Object position labeling entries:
## begin
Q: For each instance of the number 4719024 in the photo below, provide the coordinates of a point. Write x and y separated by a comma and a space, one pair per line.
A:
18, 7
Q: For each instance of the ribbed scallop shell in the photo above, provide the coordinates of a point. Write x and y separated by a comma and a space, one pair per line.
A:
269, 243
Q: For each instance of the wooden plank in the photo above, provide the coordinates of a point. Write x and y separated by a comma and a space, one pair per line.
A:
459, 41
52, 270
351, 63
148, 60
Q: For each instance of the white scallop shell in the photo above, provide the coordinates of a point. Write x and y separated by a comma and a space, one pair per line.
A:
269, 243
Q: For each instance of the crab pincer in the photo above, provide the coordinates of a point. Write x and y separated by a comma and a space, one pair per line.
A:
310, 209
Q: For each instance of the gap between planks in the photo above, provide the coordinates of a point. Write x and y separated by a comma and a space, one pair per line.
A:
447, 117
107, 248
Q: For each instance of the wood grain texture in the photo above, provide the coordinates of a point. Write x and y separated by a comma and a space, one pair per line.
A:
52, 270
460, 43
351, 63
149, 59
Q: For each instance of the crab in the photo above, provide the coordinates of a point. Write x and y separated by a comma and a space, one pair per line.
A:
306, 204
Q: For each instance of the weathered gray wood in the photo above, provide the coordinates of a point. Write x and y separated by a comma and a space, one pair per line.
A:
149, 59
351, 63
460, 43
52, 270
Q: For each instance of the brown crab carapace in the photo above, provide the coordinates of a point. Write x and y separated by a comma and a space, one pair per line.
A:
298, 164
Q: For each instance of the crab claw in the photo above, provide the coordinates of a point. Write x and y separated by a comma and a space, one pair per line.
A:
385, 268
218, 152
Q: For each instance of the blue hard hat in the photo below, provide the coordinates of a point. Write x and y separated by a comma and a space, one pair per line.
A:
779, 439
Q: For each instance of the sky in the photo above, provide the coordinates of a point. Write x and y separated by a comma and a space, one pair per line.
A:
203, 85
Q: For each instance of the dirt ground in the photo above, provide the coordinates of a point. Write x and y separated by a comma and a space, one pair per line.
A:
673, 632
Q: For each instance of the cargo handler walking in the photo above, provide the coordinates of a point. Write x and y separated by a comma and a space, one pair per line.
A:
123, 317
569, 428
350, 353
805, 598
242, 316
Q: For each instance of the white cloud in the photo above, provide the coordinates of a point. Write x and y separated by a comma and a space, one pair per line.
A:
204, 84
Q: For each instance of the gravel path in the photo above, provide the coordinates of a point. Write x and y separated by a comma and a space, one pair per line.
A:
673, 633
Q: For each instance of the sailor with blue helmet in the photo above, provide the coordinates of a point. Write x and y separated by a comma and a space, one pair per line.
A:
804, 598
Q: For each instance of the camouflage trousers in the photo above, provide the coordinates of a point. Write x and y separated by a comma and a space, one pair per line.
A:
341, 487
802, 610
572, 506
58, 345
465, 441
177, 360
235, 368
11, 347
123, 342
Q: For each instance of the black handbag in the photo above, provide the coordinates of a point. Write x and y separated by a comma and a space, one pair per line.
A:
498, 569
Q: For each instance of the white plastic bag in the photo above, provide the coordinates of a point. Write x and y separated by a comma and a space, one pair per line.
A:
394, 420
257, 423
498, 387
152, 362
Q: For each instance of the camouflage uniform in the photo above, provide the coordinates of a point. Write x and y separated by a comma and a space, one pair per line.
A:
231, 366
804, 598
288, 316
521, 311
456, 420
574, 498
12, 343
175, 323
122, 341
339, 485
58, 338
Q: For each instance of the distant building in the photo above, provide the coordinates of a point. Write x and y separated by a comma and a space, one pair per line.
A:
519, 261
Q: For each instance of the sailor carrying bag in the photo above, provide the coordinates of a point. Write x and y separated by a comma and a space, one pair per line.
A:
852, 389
## end
#### [REQUIREMENTS]
From the first line to the last, please quote the material above exactly.

#### [RESPONSE FOR THIS EXERCISE]
Q: For each instance of the number 4719024 in the photo below, provide the coordinates of a point. Write x and y separated by a comma and a space, one pair per line.
A:
18, 7
Q: For each instance of the ribbed scallop shell in the photo above, provide the coordinates of a point. Write x and y separated by a comma and a space, one pair per line.
A:
269, 243
Q: For each instance of the wooden plank in the photo above, provide the coordinates of a point. Write x and y separated by a comma and a space, one pair per line.
A:
459, 41
52, 270
351, 63
148, 60
Q: For each instance of the white scallop shell in the photo above, provide the coordinates of a point. Write x and y separated by a comma and a space, one pair per line.
A:
269, 243
Q: For each instance of the crab pincer in the photo above, provide the coordinates of a point. Write x and y separated by a comma and a space, one pair per line.
A:
310, 209
Q: For each instance of the gap between planks in the photo above, provide the coordinates of a point. Write x and y separated by a comma and a space, one pair per line.
A:
447, 117
107, 248
Q: For each instance of the wood grain texture in the photo above, provide the coordinates of a point. Write x and y separated by a comma and a space, one pair per line.
A:
52, 270
460, 43
351, 63
149, 59
Q: For each instance of the crab in the photo above, provide the coordinates of a point. Write x and y separated by a comma and a space, one pair per line.
A:
306, 204
Q: For each instance of the weathered gray wood in the photo above, provide the coordinates of a point. Write x and y separated by a comma and a space, one pair per line.
A:
149, 59
351, 63
460, 43
52, 270
Q: For each instance of the brown crab carapace in the photo above, provide the coordinates of a point. Write x and y separated by a comma and a space, one pair per line.
A:
298, 164
Q: For each instance of the crab claw in the photo above, provide the coordinates of a point. Write x and y separated by a comma and a space, one pair per line.
A:
385, 268
218, 152
Q: For each instance of the blue hard hat in the photo below, provide the coordinates of a point. Write x and y separated by a comma and a space, one pair per line.
A:
779, 439
Q: For each instance of the sky in the photo above, provide the coordinates of a point. Write x and y separated by a comma and a space, one pair per line.
A:
203, 85
Q: For each instance of the dirt ground in the photo above, provide the coordinates of a point. Write x and y separated by a comma and a space, one pair per line.
A:
673, 632
Q: For each instance of the cargo handler walking in the photo above, provide the coordinates of a point. Write x and y separated by a comma and a space, one pair per line.
A:
123, 317
569, 428
350, 353
805, 598
242, 316
Q: For each instance of the white cloud in the photo above, provide the coordinates of a point. Write x and y separated by a comma and a space, one pair per line.
A:
204, 84
Q: For each instance of the gravel path in the photo above, provide the coordinates of a point. Write x and y separated by a comma and a space, one pair per line.
A:
673, 633
Q: For each instance of the sailor with blue helmet in the photo above, provide the coordinates of a point. Write x and y separated by a comma and a space, one pair per line.
A:
804, 598
Q: For each instance of the camouflage trousers in the photo above, provide the coordinates of a point. Write x and y separated by a comma and a space, one pair per line.
A:
341, 487
802, 610
572, 506
58, 345
465, 441
177, 360
235, 368
11, 347
123, 342
Q: For each instance of the black handbag in the photo above, provide the coordinates of a point. Write x and y separated by a comma and a space, one pair per line.
A:
498, 569
Q: For each instance of the white plastic bag in the photo above, provide the coordinates of a point. Write x and y separated by a comma and a space, one pair per line.
A:
394, 420
257, 423
498, 387
152, 362
Q: For each instance of the camouflage uniform in the photo above, provide the coordinates of a point. Write x and y separated by a comma and a space, one pair per line.
A:
231, 366
804, 598
288, 316
521, 311
456, 420
574, 498
12, 343
175, 323
122, 341
339, 485
58, 338
Q: For each instance of the distant building in the photo above, provide the coordinates of a point. Write x and y separated by a comma and a space, one pair per line.
A:
519, 261
Q: For each instance of the sailor carrying bag in the photo above, provide the coordinates of a point. Write x and y separated by a comma and a space, one pair per line.
A:
852, 389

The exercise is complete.